(위치 식별 항목)
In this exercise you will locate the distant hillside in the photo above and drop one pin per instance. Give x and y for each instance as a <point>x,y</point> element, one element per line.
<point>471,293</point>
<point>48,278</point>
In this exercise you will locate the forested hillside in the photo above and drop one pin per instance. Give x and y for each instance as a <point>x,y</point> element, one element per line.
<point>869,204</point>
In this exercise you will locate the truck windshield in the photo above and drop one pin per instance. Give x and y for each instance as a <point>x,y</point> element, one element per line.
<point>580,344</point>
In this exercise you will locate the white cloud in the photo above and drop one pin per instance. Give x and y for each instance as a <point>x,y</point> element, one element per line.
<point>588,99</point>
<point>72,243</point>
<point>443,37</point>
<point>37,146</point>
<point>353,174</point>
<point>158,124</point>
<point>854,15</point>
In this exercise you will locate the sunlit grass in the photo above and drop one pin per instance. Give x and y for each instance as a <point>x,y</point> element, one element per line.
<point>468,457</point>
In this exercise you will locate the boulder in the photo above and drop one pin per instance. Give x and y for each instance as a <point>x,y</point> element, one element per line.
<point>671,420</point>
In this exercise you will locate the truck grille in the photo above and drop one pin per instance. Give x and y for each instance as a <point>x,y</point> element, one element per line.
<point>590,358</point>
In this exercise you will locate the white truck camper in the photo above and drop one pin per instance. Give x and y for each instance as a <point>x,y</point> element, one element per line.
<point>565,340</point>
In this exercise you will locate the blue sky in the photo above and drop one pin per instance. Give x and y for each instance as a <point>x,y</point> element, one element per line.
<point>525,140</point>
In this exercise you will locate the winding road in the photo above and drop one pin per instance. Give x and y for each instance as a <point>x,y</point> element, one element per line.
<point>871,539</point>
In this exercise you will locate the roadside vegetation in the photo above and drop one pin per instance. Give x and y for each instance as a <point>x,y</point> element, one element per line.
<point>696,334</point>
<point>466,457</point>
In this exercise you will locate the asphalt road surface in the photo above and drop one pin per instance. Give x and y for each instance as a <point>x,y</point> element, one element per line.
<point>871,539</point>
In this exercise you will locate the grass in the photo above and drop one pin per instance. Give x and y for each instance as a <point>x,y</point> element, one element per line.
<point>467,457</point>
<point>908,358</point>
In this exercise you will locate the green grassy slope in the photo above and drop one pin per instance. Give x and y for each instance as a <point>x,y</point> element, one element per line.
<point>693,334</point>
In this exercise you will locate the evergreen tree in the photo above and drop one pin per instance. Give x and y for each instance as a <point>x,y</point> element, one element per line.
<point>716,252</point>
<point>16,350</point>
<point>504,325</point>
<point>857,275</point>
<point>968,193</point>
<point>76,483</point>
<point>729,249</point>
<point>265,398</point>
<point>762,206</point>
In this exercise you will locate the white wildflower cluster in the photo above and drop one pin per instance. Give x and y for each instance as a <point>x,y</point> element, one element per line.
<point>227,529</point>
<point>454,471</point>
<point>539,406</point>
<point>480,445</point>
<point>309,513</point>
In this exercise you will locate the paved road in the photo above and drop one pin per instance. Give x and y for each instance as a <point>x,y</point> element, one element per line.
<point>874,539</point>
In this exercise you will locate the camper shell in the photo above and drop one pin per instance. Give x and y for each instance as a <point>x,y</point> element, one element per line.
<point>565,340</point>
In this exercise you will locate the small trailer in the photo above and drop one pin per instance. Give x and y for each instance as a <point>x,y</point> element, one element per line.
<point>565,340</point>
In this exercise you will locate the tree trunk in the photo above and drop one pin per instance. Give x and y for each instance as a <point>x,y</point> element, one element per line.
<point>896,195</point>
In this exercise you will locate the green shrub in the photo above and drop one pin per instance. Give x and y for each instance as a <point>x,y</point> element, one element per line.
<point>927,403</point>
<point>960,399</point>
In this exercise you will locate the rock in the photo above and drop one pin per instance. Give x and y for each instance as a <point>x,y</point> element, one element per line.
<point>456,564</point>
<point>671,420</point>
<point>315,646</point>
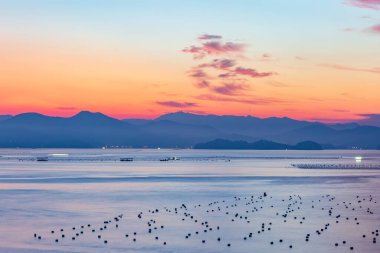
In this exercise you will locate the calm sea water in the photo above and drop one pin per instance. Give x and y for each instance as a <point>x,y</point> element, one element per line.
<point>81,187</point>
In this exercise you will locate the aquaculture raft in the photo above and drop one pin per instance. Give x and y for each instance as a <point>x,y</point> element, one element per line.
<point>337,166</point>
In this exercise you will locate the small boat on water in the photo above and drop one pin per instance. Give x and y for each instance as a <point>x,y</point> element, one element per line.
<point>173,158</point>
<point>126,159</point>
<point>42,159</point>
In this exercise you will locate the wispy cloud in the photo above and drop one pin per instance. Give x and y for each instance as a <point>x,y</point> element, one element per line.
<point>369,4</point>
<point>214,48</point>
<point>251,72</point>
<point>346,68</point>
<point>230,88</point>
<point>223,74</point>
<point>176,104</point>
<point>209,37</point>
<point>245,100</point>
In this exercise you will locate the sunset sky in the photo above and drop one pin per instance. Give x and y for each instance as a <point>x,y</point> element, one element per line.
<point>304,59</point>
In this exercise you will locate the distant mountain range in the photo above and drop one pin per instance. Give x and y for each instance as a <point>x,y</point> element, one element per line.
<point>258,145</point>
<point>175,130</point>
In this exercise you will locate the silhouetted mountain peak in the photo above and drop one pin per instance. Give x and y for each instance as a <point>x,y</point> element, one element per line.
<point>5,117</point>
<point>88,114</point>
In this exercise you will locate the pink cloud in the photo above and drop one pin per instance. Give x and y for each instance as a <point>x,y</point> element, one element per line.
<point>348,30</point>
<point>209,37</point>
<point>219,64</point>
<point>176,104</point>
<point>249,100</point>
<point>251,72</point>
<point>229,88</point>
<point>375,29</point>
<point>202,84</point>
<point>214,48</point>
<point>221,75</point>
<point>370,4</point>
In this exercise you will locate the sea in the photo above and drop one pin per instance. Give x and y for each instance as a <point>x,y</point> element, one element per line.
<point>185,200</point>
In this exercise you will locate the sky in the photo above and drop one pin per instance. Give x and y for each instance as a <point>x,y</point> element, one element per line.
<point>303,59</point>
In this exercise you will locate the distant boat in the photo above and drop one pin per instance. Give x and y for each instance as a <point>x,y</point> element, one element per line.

**작성 지시:** 위의 기록 전체를 한 줄도 빠짐없이 그대로 옮겨 적으십시오. 사진은 답변에 넣지 마십시오.

**답변:**
In this exercise you will locate the distant hillside in the photo above and drop one pin per instance. Give x and y for each instance as a <point>x,y</point> element, one element per line.
<point>471,293</point>
<point>48,278</point>
In this exercise you will locate the forested hillside in the photo above and drop one pin per instance. Give x and y for each instance as a <point>x,y</point> element, one element per line.
<point>869,204</point>
In this exercise you will locate the truck windshield in the photo above and drop one pin per instance. Give x and y for each instance as a <point>x,y</point> element, one element per line.
<point>580,344</point>
In this exercise you will locate the white cloud in the photo above and drop one pin per instance. Give x and y for each instance as a <point>x,y</point> element, one element per line.
<point>588,99</point>
<point>72,243</point>
<point>443,37</point>
<point>37,146</point>
<point>353,174</point>
<point>158,124</point>
<point>854,15</point>
In this exercise you will locate the sunlit grass in the photo above and drop one pin per instance. Give x and y for each instance as a <point>x,y</point> element, one element per line.
<point>468,457</point>
In this exercise you will locate the boulder in the photo above and drop one pin per instance. Give x and y for each instance as a <point>x,y</point> element, one element per line.
<point>671,420</point>
In this exercise you will locate the truck grille in the photo above and drop one pin per instance. Give x and y for each instance as a <point>x,y</point> element, one element per line.
<point>590,358</point>
In this exercise you will locate the white truck camper in the photo above and drop one pin per instance. Give x and y for each instance as a <point>x,y</point> element, one element per line.
<point>565,340</point>
In this exercise you will locate the blue sky in the photo above and drop one pin per instance. Give x and y for each instance as a <point>x,y</point> element, one element per line.
<point>525,140</point>
In this exercise you will locate the winding road in the photo above and drop one pin per instance. Give x and y for each instance as a <point>x,y</point> element, one element per line.
<point>871,539</point>
In this exercise you will locate the roadside vegetation in the photo above and drop one pin per instance. Give x and y for each instance as a <point>x,y</point> element, one element per line.
<point>696,334</point>
<point>466,457</point>
In this exercise you will locate the asphalt road surface in the photo above and drop one pin per instance. Give x and y for each instance as a <point>x,y</point> element, one element per line.
<point>871,539</point>
In this exercise you will locate the grass in the photo above and drop one pin per instance. Give x and y for each instance as a <point>x,y</point> element, one element per line.
<point>467,457</point>
<point>908,358</point>
In this exercise you will locate the green grassy slope in the photo above and drop one pin per instance. Give x and y for each instance as a <point>x,y</point> element, one element per line.
<point>693,334</point>
In this exercise you will locate the evergreen tree in the photo above and drop one pin per instance. Give x and y for each instance as a <point>x,y</point> element, one element per line.
<point>716,252</point>
<point>16,350</point>
<point>504,325</point>
<point>857,275</point>
<point>968,193</point>
<point>76,483</point>
<point>729,249</point>
<point>265,398</point>
<point>762,206</point>
In this exercise you will locate the white wildflower cluster in the photo above and drop one pin per instance. Give x and y for each instance as a <point>x,y</point> element, one element per line.
<point>227,529</point>
<point>454,471</point>
<point>539,406</point>
<point>480,445</point>
<point>309,513</point>
In this exercise you will locate the paved road in the photo above and drop one pin per instance. Give x and y for each instance as a <point>x,y</point> element, one element per line.
<point>874,539</point>
In this exercise you will locate the camper shell in the photo above and drop one pin per instance. Give x and y for each instance as a <point>x,y</point> element, one element per line.
<point>565,340</point>
In this exercise you will locate the small trailer in the photo above and drop one pin per instance. Give x and y for each instance as a <point>x,y</point> element, one element per line.
<point>565,340</point>
In this exercise you will locate the tree trunk in the photo above and drop one pin per instance. Give x and y for each instance as a <point>x,y</point> element, one element per line.
<point>896,195</point>
In this exercise you will locate the green shrub in the photo above and drop one pin per instance. Give x and y for each instance as a <point>x,y</point> element, one element per line.
<point>927,403</point>
<point>960,399</point>
In this exercise you will locate the rock in the photo above and drop one pin per instance. Give x and y for each instance as a <point>x,y</point> element, one element per line.
<point>456,564</point>
<point>671,420</point>
<point>315,646</point>
In this exercise you will locate the calm sea water in the photo above and drop one pin per instance. Give x and y for each instance as a <point>x,y</point> element, one element per line.
<point>81,187</point>
In this exercise you will locate the aquaculture raft in the photo above and drop one pin per instance. Give x and y for each instance as a <point>x,y</point> element, one element per line.
<point>337,166</point>
In this exercise you will locate the small boat on water in the photo above and drop one pin per instance. Give x and y for each instance as a <point>x,y</point> element, one element per line.
<point>173,158</point>
<point>126,159</point>
<point>42,159</point>
In this exercise you will locate the wispy cloud in the photo above and drop one pin per instance. Give x and y for each instance as a <point>x,y</point> element, one element per line.
<point>369,4</point>
<point>214,48</point>
<point>251,72</point>
<point>346,68</point>
<point>230,88</point>
<point>223,74</point>
<point>176,104</point>
<point>209,37</point>
<point>245,100</point>
In this exercise you will locate the sunset sky in the photo above and drop one pin per instance. Give x and y for each instance as a <point>x,y</point> element, one element per line.
<point>304,59</point>
In this exercise you will locate the distant mountain range in the photo above and drop one pin per instance. Give x and y for each instance as a <point>x,y</point> element, one element per line.
<point>258,145</point>
<point>175,130</point>
In this exercise you will locate the silhouetted mountain peak in the photo above and drop one pin per instance. Give x and y for each instance as a <point>x,y</point> element, one element per line.
<point>5,117</point>
<point>88,114</point>
In this exercise you will locate the pink cloud in the photo above and drop one pin per instance. Give x and y for each instance as a <point>x,y</point> element, one element per line.
<point>348,30</point>
<point>209,37</point>
<point>219,64</point>
<point>176,104</point>
<point>249,100</point>
<point>251,72</point>
<point>229,88</point>
<point>375,29</point>
<point>202,84</point>
<point>214,48</point>
<point>221,75</point>
<point>370,4</point>
In this exercise you will locate the sea in the photo above and drop one pin per instance. Give x and y for each instance as a <point>x,y</point> element, one element per line.
<point>185,200</point>
In this exercise you will locate the sky in the photo above and drop one pin per instance. Give x and y for each instance as a <point>x,y</point> element, one element per line.
<point>303,59</point>
In this exercise you will locate the distant boat in the photo above and drop one pin per instance. Give x and y for each instance as a <point>x,y</point> element, one element per line.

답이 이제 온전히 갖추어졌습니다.